REQUIREMENT: The output should be all lines of the entries below in which the word "segment" occurs.
[[ TASK DATA open ]]
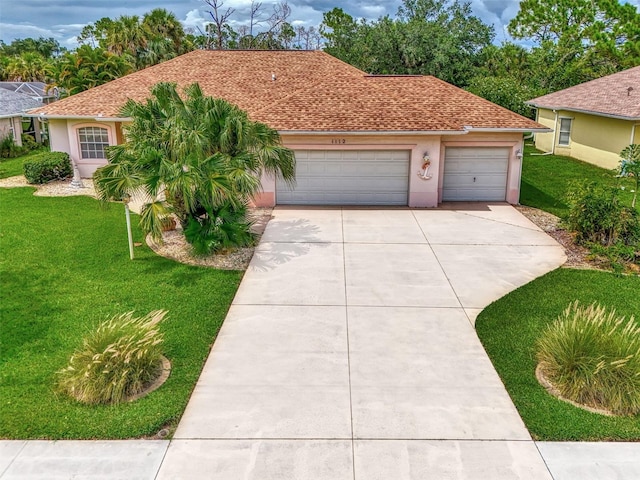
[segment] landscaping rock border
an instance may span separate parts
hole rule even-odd
[[[563,397],[560,394],[560,391],[556,387],[553,386],[553,384],[547,379],[547,377],[544,376],[544,373],[542,372],[542,364],[540,364],[540,363],[536,366],[536,379],[538,380],[538,383],[540,383],[540,385],[542,385],[545,388],[545,390],[547,392],[549,392],[549,394],[553,395],[558,400],[562,400],[563,402],[570,403],[574,407],[581,408],[582,410],[586,410],[587,412],[597,413],[599,415],[605,415],[607,417],[617,417],[618,416],[618,415],[614,414],[613,412],[611,412],[609,410],[606,410],[604,408],[590,407],[588,405],[584,405],[582,403],[574,402],[573,400],[569,400],[568,398]]]
[[[252,230],[257,235],[256,245],[258,245],[260,237],[271,219],[272,211],[273,208],[249,209],[248,216],[254,222]],[[238,248],[226,253],[195,256],[191,253],[191,246],[185,240],[179,224],[175,230],[163,232],[162,242],[156,242],[150,235],[147,235],[146,242],[149,248],[161,257],[187,265],[212,267],[220,270],[246,270],[255,250],[255,246],[253,246]]]
[[[129,397],[126,397],[124,399],[125,402],[135,402],[136,400],[139,400],[142,397],[146,397],[151,392],[154,392],[157,389],[159,389],[164,384],[164,382],[167,381],[167,379],[169,378],[169,375],[171,375],[171,362],[164,355],[162,355],[161,360],[162,360],[162,370],[160,372],[160,376],[158,378],[156,378],[153,382],[151,382],[140,393],[136,393],[135,395],[131,395]]]

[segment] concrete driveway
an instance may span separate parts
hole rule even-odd
[[[513,207],[277,208],[158,479],[551,479],[473,328],[565,261]]]

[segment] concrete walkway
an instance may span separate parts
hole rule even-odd
[[[564,261],[515,209],[274,217],[171,442],[0,442],[0,478],[640,478],[637,444],[535,444],[480,345]]]

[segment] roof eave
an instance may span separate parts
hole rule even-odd
[[[465,135],[466,130],[278,130],[280,135]]]
[[[596,115],[598,117],[606,117],[606,118],[615,118],[617,120],[628,120],[630,122],[637,122],[640,120],[640,117],[628,117],[625,115],[616,115],[615,113],[605,113],[605,112],[597,112],[595,110],[586,110],[575,107],[562,107],[562,106],[552,106],[552,105],[540,105],[533,102],[525,102],[527,105],[531,105],[535,108],[544,108],[546,110],[566,110],[567,112],[576,112],[576,113],[586,113],[588,115]]]
[[[465,127],[468,132],[481,132],[481,133],[491,133],[491,132],[500,132],[500,133],[544,133],[544,132],[552,132],[553,130],[550,128],[513,128],[513,127]]]
[[[25,113],[25,117],[44,120],[95,120],[97,122],[130,122],[131,117],[104,117],[99,115],[48,115],[46,113]]]

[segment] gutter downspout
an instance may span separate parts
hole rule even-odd
[[[636,138],[636,127],[640,125],[640,123],[632,123],[631,124],[631,139],[629,140],[629,145],[633,144],[633,141]]]
[[[553,121],[553,143],[551,144],[551,155],[556,154],[556,139],[558,138],[558,111],[554,110],[556,119]]]

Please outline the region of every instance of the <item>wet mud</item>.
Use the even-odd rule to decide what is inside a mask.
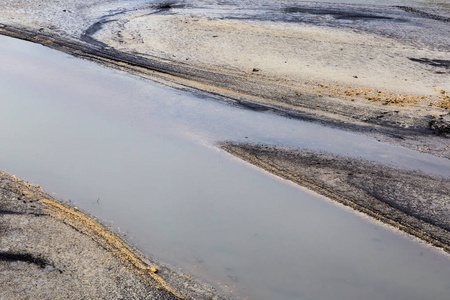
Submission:
[[[97,31],[101,30],[103,28],[104,24],[107,24],[109,22],[114,22],[114,20],[101,20],[96,23],[94,23],[92,26],[90,26],[86,31],[80,36],[82,41],[85,41],[86,43],[96,45],[102,48],[108,47],[107,44],[99,42],[95,38],[92,37]]]
[[[330,15],[338,20],[394,20],[389,16],[382,16],[377,14],[370,14],[364,11],[348,12],[348,9],[319,9],[319,8],[304,8],[304,7],[288,7],[284,9],[285,13],[300,13],[311,15]],[[399,20],[397,20],[399,21]]]
[[[35,264],[39,266],[41,269],[44,269],[47,266],[51,266],[51,264],[46,259],[33,256],[29,253],[13,253],[7,251],[0,251],[0,261],[6,262],[22,261],[30,264]],[[62,271],[60,272],[62,273]]]
[[[325,6],[315,7],[309,3],[271,10],[271,14],[267,14],[267,11],[261,9],[260,13],[256,14],[246,15],[242,13],[219,16],[217,19],[303,23],[350,28],[351,30],[396,38],[405,42],[405,45],[408,46],[429,47],[430,49],[444,51],[444,53],[448,52],[447,41],[449,37],[446,36],[445,31],[448,18],[445,16],[405,7],[362,9],[332,4]],[[175,15],[185,7],[178,2],[167,2],[150,8],[146,7],[135,17],[166,13]],[[144,78],[176,86],[179,89],[192,91],[199,95],[207,95],[219,101],[233,103],[247,109],[270,111],[289,118],[319,122],[327,126],[376,135],[377,137],[382,136],[393,144],[415,150],[419,145],[427,143],[431,149],[429,153],[450,157],[450,151],[447,151],[449,152],[447,153],[439,150],[444,146],[447,147],[450,134],[450,113],[445,106],[447,99],[445,98],[447,95],[445,91],[437,96],[440,97],[439,101],[445,102],[442,102],[444,104],[439,106],[442,109],[433,106],[433,103],[430,103],[429,107],[419,109],[403,108],[401,105],[404,105],[404,103],[394,103],[400,104],[399,108],[390,106],[390,104],[392,104],[391,102],[404,101],[404,99],[400,99],[402,97],[398,99],[391,97],[392,99],[388,99],[389,101],[385,98],[382,101],[375,101],[376,97],[369,95],[372,91],[369,94],[364,94],[360,90],[347,89],[343,91],[344,95],[341,95],[327,84],[310,87],[309,89],[299,89],[297,83],[292,83],[289,80],[279,81],[264,76],[264,70],[258,66],[252,66],[247,72],[230,71],[226,66],[223,68],[205,67],[191,64],[188,61],[180,62],[175,59],[137,51],[118,50],[112,47],[108,41],[96,38],[96,35],[101,33],[104,27],[119,22],[118,15],[123,16],[125,12],[127,11],[121,10],[117,14],[109,13],[96,18],[90,24],[85,24],[86,26],[81,31],[74,30],[77,34],[61,34],[61,31],[49,30],[51,26],[36,29],[33,26],[21,26],[17,23],[0,24],[0,34],[39,43],[76,57],[96,61],[109,67],[125,70]],[[114,17],[114,19],[111,17]],[[126,21],[128,19],[125,18]],[[373,26],[375,22],[383,26]],[[386,24],[391,25],[385,26]],[[400,26],[400,30],[396,26]],[[421,28],[419,34],[417,28]],[[119,35],[121,32],[117,34]],[[217,37],[217,35],[214,34],[212,37]],[[123,42],[126,43],[126,41]],[[445,59],[431,59],[421,56],[408,59],[419,65],[433,68],[435,72],[442,72],[442,70],[448,70],[449,68],[449,62]],[[355,79],[360,76],[360,74],[351,75]],[[378,91],[376,93],[378,94]],[[450,195],[450,191],[448,190],[448,178],[431,177],[419,172],[404,171],[366,161],[303,150],[231,143],[222,147],[226,151],[269,172],[306,186],[330,199],[348,205],[450,252],[450,224],[448,220],[448,203],[450,203],[448,195]],[[92,244],[101,248],[100,250],[95,247],[89,248],[92,253],[98,253],[96,254],[98,256],[93,260],[103,262],[103,264],[92,264],[93,268],[104,272],[103,277],[99,277],[102,279],[99,280],[105,280],[105,282],[98,282],[95,286],[106,286],[109,293],[117,293],[119,296],[122,295],[121,293],[130,293],[138,295],[136,296],[138,298],[151,294],[155,299],[158,299],[158,297],[160,299],[177,299],[192,292],[192,290],[189,292],[184,290],[186,285],[188,287],[197,285],[197,283],[193,284],[183,275],[164,266],[158,268],[158,277],[155,277],[154,271],[156,269],[151,266],[156,263],[149,264],[135,249],[130,250],[129,246],[124,246],[120,239],[114,238],[114,243],[106,243],[105,236],[111,237],[108,235],[110,232],[107,228],[105,229],[102,225],[92,227],[93,223],[89,223],[90,221],[80,223],[80,220],[85,219],[78,215],[79,212],[75,208],[61,204],[54,199],[51,199],[51,202],[56,205],[41,201],[41,199],[49,197],[42,196],[41,192],[39,192],[38,197],[33,194],[34,192],[22,195],[21,189],[27,190],[29,187],[20,182],[17,183],[10,177],[6,176],[5,178],[6,185],[19,184],[20,188],[16,188],[13,192],[8,192],[7,188],[5,188],[6,192],[2,190],[2,193],[7,195],[5,201],[9,201],[9,204],[13,203],[12,206],[0,206],[2,241],[5,237],[11,236],[8,234],[12,231],[5,218],[28,218],[26,222],[31,222],[30,218],[33,219],[33,222],[40,219],[45,220],[45,222],[51,220],[51,222],[56,222],[54,226],[59,228],[61,224],[67,225],[64,230],[71,228],[70,230],[73,229],[81,235],[80,238],[84,240],[80,242],[80,245],[91,244],[92,241],[95,241]],[[17,191],[20,191],[20,193],[17,193]],[[23,199],[33,201],[34,207],[31,207],[28,202],[24,203]],[[86,218],[86,220],[90,219]],[[46,228],[47,225],[39,226]],[[96,228],[96,230],[92,230],[92,228]],[[108,234],[99,234],[103,231]],[[48,234],[48,232],[40,232],[40,234]],[[74,235],[75,233],[70,234]],[[64,234],[62,239],[66,239]],[[120,249],[114,248],[116,242],[120,249],[123,246],[126,251],[121,252]],[[80,272],[80,269],[76,269],[77,264],[80,266],[91,264],[91,260],[79,262],[81,256],[75,258],[72,256],[63,257],[67,260],[74,260],[74,263],[70,265],[72,269],[70,269],[65,265],[69,263],[58,261],[58,259],[61,259],[58,256],[59,254],[48,253],[47,248],[36,248],[33,251],[28,251],[29,246],[17,243],[15,240],[12,240],[11,245],[10,249],[0,252],[1,274],[7,274],[11,270],[15,270],[14,268],[17,267],[15,264],[17,263],[25,263],[43,269],[45,272],[50,270],[50,273],[53,269],[61,270],[61,274],[66,276],[67,274],[78,274],[77,272]],[[17,248],[14,248],[16,246],[13,247],[13,245],[17,245]],[[110,262],[111,260],[106,257],[109,257],[110,253],[116,252],[120,254],[117,257],[115,256],[116,260]],[[129,253],[132,255],[128,256]],[[106,261],[108,263],[105,263]],[[127,267],[123,270],[124,265]],[[142,266],[145,266],[145,268]],[[147,267],[149,269],[146,269]],[[145,269],[145,272],[143,272],[143,269]],[[68,270],[71,271],[68,272]],[[131,271],[128,272],[127,270]],[[26,274],[26,272],[20,273],[21,271],[14,272],[14,276],[24,277]],[[21,275],[17,275],[19,273]],[[161,277],[159,277],[160,275]],[[76,275],[64,277],[61,279],[62,281],[58,281],[58,279],[55,281],[55,286],[60,286],[61,282],[70,282],[74,276],[76,277]],[[117,280],[117,277],[120,280]],[[174,287],[175,293],[171,292],[172,289],[164,288],[164,284],[155,279],[163,277],[168,286]],[[111,278],[114,278],[114,280]],[[142,278],[146,279],[143,280]],[[80,297],[94,295],[99,298],[105,295],[102,294],[104,291],[84,290],[84,285],[91,279],[84,278],[81,280],[84,280],[84,282],[74,284],[78,286],[68,286],[67,289],[69,290],[65,291],[56,289],[55,293],[67,293],[69,291]],[[6,282],[6,279],[4,282]],[[123,286],[121,282],[133,282],[133,284]],[[151,284],[148,284],[148,282],[151,282]],[[27,288],[27,285],[30,284],[24,281],[21,287]],[[2,286],[5,287],[3,293],[7,296],[13,295],[17,289],[7,283]],[[47,286],[45,289],[52,288]],[[192,289],[194,293],[199,293],[195,294],[195,299],[220,298],[208,288],[202,291]],[[38,289],[36,292],[39,291],[42,290]],[[55,297],[59,295],[61,294],[55,294]]]
[[[420,9],[417,9],[417,8],[414,8],[414,7],[409,7],[409,6],[396,6],[396,7],[400,8],[401,10],[404,10],[406,12],[417,14],[417,15],[419,15],[421,17],[424,17],[424,18],[437,20],[437,21],[441,21],[441,22],[450,22],[450,18],[449,17],[440,16],[438,14],[425,12],[423,10],[420,10]]]
[[[222,148],[450,252],[450,179],[328,153],[268,145]]]
[[[323,84],[320,82],[305,83],[280,76],[271,77],[271,75],[267,75],[266,70],[258,66],[250,68],[247,72],[230,69],[227,66],[208,67],[192,63],[192,60],[189,59],[177,60],[173,57],[140,52],[133,47],[143,43],[145,34],[143,32],[133,33],[137,34],[133,40],[127,40],[123,38],[123,35],[127,34],[127,30],[122,28],[124,24],[134,19],[157,14],[170,14],[175,17],[183,17],[187,14],[191,15],[190,18],[194,18],[193,21],[198,21],[196,14],[202,15],[206,12],[211,14],[211,20],[240,19],[243,20],[243,24],[247,21],[271,21],[274,23],[295,21],[319,26],[351,28],[389,36],[406,43],[414,44],[420,41],[425,43],[419,45],[420,47],[425,45],[448,52],[448,43],[446,42],[448,35],[443,33],[446,32],[445,26],[442,26],[443,22],[440,19],[431,19],[431,23],[429,23],[426,16],[420,15],[417,18],[414,9],[370,5],[304,2],[295,6],[284,4],[267,6],[262,2],[252,9],[240,10],[245,6],[241,7],[239,3],[231,1],[220,3],[218,7],[225,12],[217,13],[214,7],[207,4],[163,1],[152,5],[106,11],[107,13],[103,16],[96,17],[94,22],[85,24],[84,28],[81,26],[80,28],[83,30],[78,36],[67,36],[61,34],[61,31],[48,30],[44,27],[35,30],[8,24],[0,24],[0,34],[40,43],[77,57],[175,85],[184,90],[198,92],[198,94],[207,93],[208,96],[227,103],[232,102],[244,108],[271,111],[289,118],[316,121],[327,126],[356,132],[385,135],[388,140],[394,141],[394,144],[399,143],[412,149],[416,149],[419,144],[436,144],[436,140],[440,139],[435,147],[431,147],[434,149],[434,152],[431,152],[439,156],[446,155],[440,149],[447,143],[446,128],[449,127],[447,120],[450,113],[445,110],[447,100],[439,93],[431,98],[423,99],[422,95],[417,95],[416,102],[422,101],[423,104],[420,107],[414,107],[409,105],[411,103],[408,103],[408,99],[416,95],[400,94],[397,96],[374,89],[373,93],[387,95],[379,97],[378,94],[364,94],[359,91],[361,87],[357,86],[341,86],[339,89],[342,91],[336,93],[337,89],[331,86],[328,88],[327,82]],[[413,13],[414,17],[411,17]],[[397,25],[369,25],[368,22],[372,21],[399,22]],[[107,36],[102,39],[101,33],[105,31],[105,27],[109,26],[112,26],[113,29],[116,28],[114,26],[117,26],[118,31],[114,31],[116,36]],[[421,28],[420,37],[416,36],[417,28]],[[212,32],[212,36],[217,37],[217,34]],[[120,45],[125,45],[125,48],[113,46],[111,39],[117,39]],[[127,45],[130,47],[127,48]],[[152,45],[149,44],[148,47],[151,49]],[[171,52],[170,49],[167,51]],[[344,58],[343,60],[347,60]],[[361,57],[361,59],[367,58]],[[448,61],[445,59],[429,59],[419,56],[419,58],[409,57],[409,61],[432,68],[434,74],[441,74],[441,76],[444,76],[448,70]],[[423,70],[418,68],[414,73],[420,71]],[[353,78],[356,80],[361,80],[359,77],[361,77],[360,74],[353,74]],[[427,101],[430,102],[428,106],[425,104]],[[443,110],[439,108],[443,108]],[[429,139],[432,139],[433,142],[429,142]]]
[[[78,208],[0,173],[0,298],[224,299]]]
[[[328,126],[359,132],[376,131],[391,136],[417,138],[442,133],[429,126],[434,116],[426,110],[415,110],[410,113],[405,111],[400,116],[391,113],[395,108],[361,106],[358,102],[338,100],[331,92],[328,95],[314,92],[299,94],[286,88],[285,85],[263,77],[222,73],[220,70],[202,69],[158,57],[143,57],[110,47],[105,48],[97,41],[85,43],[6,25],[0,26],[0,34],[40,43],[151,79],[159,78],[177,84],[182,89],[207,92],[243,107],[271,110],[290,118],[317,121]]]
[[[415,61],[421,64],[426,64],[432,67],[450,69],[450,60],[445,59],[430,59],[430,58],[409,58],[411,61]]]

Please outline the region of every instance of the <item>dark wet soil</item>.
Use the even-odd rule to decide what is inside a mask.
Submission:
[[[38,187],[0,173],[0,299],[224,299],[137,250],[124,259],[119,245],[126,242],[118,235],[67,204],[55,210],[59,204]],[[74,214],[114,236],[116,246],[73,222]],[[132,259],[157,267],[167,288]]]
[[[47,266],[51,266],[51,264],[41,257],[33,256],[29,253],[14,253],[8,251],[0,251],[0,261],[6,262],[26,262],[30,264],[35,264],[39,266],[41,269],[44,269]],[[62,272],[62,271],[61,271]]]
[[[328,153],[227,143],[226,151],[450,252],[450,179]]]
[[[81,40],[85,41],[92,45],[97,45],[102,48],[108,47],[105,43],[102,43],[96,39],[94,39],[92,36],[99,30],[103,28],[104,24],[107,24],[109,22],[113,22],[113,20],[101,20],[94,24],[92,24],[88,29],[85,30],[85,32],[81,35]]]
[[[409,60],[415,61],[415,62],[418,62],[421,64],[426,64],[426,65],[429,65],[432,67],[450,69],[450,60],[430,59],[430,58],[412,58],[412,57],[410,57]]]
[[[348,11],[345,9],[320,9],[320,8],[305,8],[305,7],[287,7],[284,9],[286,13],[300,13],[311,15],[330,15],[335,19],[341,20],[393,20],[389,16],[382,16],[378,14],[370,14],[364,11]]]
[[[396,135],[433,133],[429,127],[432,116],[423,115],[423,113],[426,114],[425,111],[415,112],[409,114],[407,118],[403,118],[392,114],[392,109],[388,107],[360,107],[357,103],[341,101],[332,96],[314,94],[298,96],[284,86],[263,78],[237,73],[221,73],[220,70],[205,70],[156,57],[142,57],[104,47],[97,42],[84,43],[67,40],[55,35],[44,35],[40,32],[11,26],[0,27],[0,34],[38,42],[74,56],[88,58],[112,67],[124,68],[131,72],[140,74],[152,72],[153,76],[181,84],[187,89],[200,89],[209,92],[212,96],[226,97],[227,102],[233,101],[238,105],[257,110],[272,110],[291,118],[316,120],[325,125],[339,125],[362,132],[378,130],[390,133],[395,131],[398,132]],[[220,90],[216,88],[220,88]],[[262,106],[265,108],[263,109]]]
[[[448,18],[446,16],[441,16],[441,15],[438,15],[438,14],[429,13],[429,12],[420,10],[418,8],[409,7],[409,6],[396,6],[396,7],[400,8],[401,10],[404,10],[406,12],[413,13],[413,14],[416,14],[418,16],[421,16],[423,18],[428,18],[428,19],[437,20],[437,21],[446,22],[446,23],[450,22],[450,18]]]
[[[98,30],[98,26],[101,24],[94,24],[92,31]],[[285,85],[260,76],[203,69],[158,57],[121,52],[104,46],[90,35],[86,35],[86,38],[92,39],[91,42],[1,24],[0,34],[40,43],[165,84],[175,84],[178,88],[199,96],[206,93],[208,97],[243,108],[271,111],[289,118],[319,122],[370,135],[381,134],[386,137],[383,140],[411,149],[416,149],[420,144],[428,144],[430,153],[447,155],[447,152],[441,150],[447,144],[446,128],[450,126],[450,119],[442,114],[436,115],[427,108],[402,110],[398,113],[389,106],[365,105],[332,95],[298,95]],[[432,60],[432,63],[445,65],[447,62]],[[437,125],[434,124],[436,118],[439,118]]]
[[[419,47],[448,51],[449,12],[408,6],[376,6],[338,3],[300,2],[261,10],[258,14],[233,14],[230,19],[305,23],[351,28],[394,37]]]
[[ TASK DATA closed ]]
ANSWER BELOW:
[segment] landscaping rock border
[segment] concrete driveway
[segment] concrete walkway
[segment] roof eave
[segment] gutter downspout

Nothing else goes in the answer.